--- Begin Data rows ---

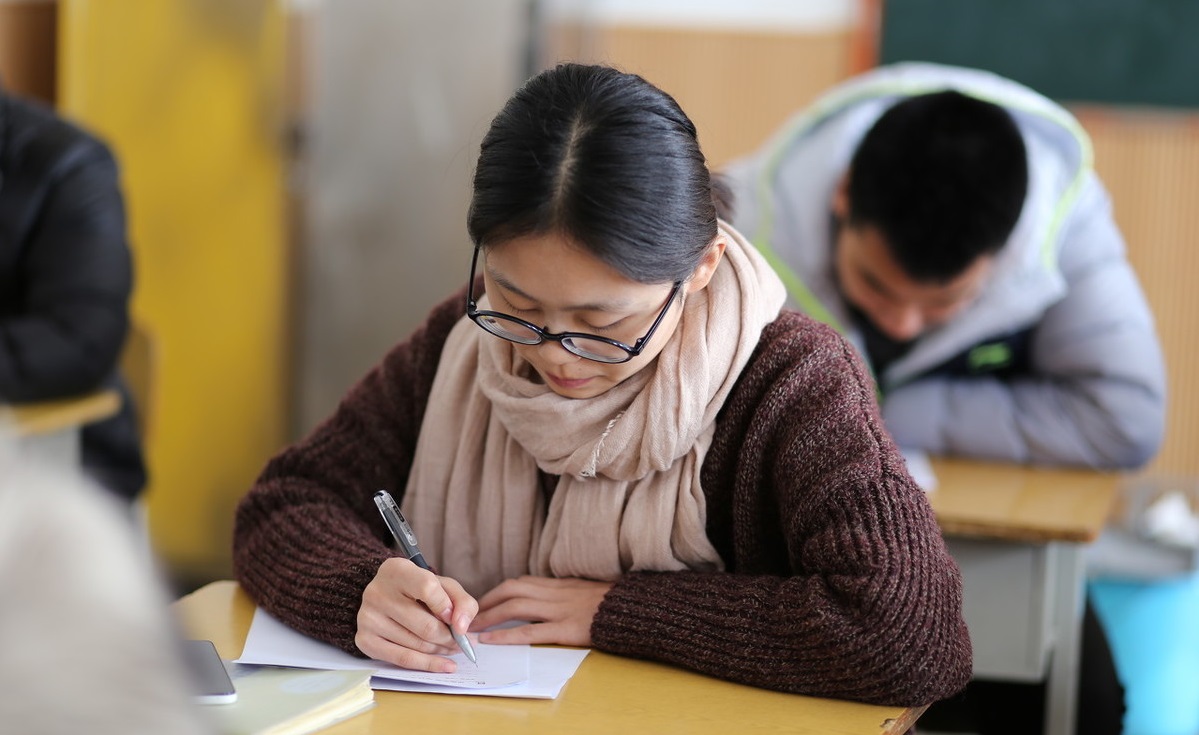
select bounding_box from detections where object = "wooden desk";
[175,582,924,735]
[929,459,1122,735]
[0,390,121,466]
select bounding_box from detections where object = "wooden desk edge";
[4,390,121,436]
[936,517,1099,543]
[171,579,928,735]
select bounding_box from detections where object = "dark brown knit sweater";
[234,285,971,705]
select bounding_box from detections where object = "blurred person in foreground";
[0,83,146,501]
[727,64,1165,735]
[0,435,212,735]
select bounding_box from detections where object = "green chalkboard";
[880,0,1199,108]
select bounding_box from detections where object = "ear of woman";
[685,233,729,294]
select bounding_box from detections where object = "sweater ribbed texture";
[234,285,971,705]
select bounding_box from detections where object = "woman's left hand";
[470,577,611,646]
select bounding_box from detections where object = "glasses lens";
[562,337,629,362]
[475,314,541,344]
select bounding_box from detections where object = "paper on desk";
[370,646,589,699]
[237,608,588,699]
[237,608,531,688]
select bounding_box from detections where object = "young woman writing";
[234,65,970,705]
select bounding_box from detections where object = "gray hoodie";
[727,64,1165,468]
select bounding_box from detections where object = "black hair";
[466,64,725,283]
[848,91,1029,283]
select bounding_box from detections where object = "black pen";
[375,490,478,664]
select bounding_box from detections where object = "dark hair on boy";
[848,91,1029,283]
[466,64,727,283]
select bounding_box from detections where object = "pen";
[375,490,478,664]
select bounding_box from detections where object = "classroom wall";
[293,0,529,435]
[1074,107,1199,474]
[0,0,58,104]
[58,0,290,579]
[537,0,874,168]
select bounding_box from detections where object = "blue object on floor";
[1087,573,1199,735]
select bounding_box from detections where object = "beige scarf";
[403,223,785,595]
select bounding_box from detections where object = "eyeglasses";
[466,247,682,365]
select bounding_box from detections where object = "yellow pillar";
[59,0,288,578]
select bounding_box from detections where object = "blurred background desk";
[929,459,1121,735]
[175,582,924,735]
[0,391,121,466]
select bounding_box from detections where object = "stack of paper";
[204,663,374,735]
[237,608,588,699]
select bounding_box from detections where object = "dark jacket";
[234,285,971,705]
[0,91,145,499]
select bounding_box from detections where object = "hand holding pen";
[374,490,478,663]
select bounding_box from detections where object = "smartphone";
[183,640,237,704]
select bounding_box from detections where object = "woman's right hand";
[354,556,478,673]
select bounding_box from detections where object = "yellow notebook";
[204,663,374,735]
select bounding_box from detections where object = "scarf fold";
[403,223,785,596]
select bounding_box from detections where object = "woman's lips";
[546,373,591,390]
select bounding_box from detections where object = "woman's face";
[481,234,723,398]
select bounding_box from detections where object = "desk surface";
[928,458,1123,543]
[0,390,121,436]
[175,582,924,735]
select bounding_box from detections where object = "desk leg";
[18,428,80,460]
[1044,543,1086,735]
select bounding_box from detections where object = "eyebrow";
[483,265,634,313]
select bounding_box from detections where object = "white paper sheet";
[370,646,589,699]
[237,608,588,699]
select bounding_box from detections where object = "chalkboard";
[880,0,1199,108]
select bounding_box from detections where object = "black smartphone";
[183,640,237,704]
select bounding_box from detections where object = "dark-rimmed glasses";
[466,247,682,365]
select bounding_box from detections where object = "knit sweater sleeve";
[233,286,465,655]
[591,313,971,705]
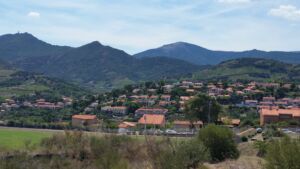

--- End Data rows ---

* To be done
Shift every bounding-box coordinate in the answers up by 10, and write out the stretch from the start of the data through the line containing "[470,577,611,646]", keeping every line and omitting the pictures.

* Task answer
select bounding_box from detections where object = "wooden desk";
[185,592,934,745]
[939,469,1132,745]
[10,400,131,476]
select bounding_box from detections where object = "wooden desk edge";
[14,400,131,446]
[946,527,1109,553]
[181,589,938,745]
select bounding_box from detections where object = "dark brown knit sweater";
[244,295,981,715]
select bounding_box from detections where object = "blurred person in foreground";
[10,93,156,511]
[737,74,1175,745]
[10,445,222,745]
select bounding_box from detections where object = "green chalkboard";
[890,10,1209,118]
select bounding_box from detections where object = "ear of woman";
[695,243,739,304]
select bounding_box from detections where object = "sweater ribbed texture";
[244,295,981,715]
select bounding_box from detections where object = "woman's left hand";
[480,587,621,656]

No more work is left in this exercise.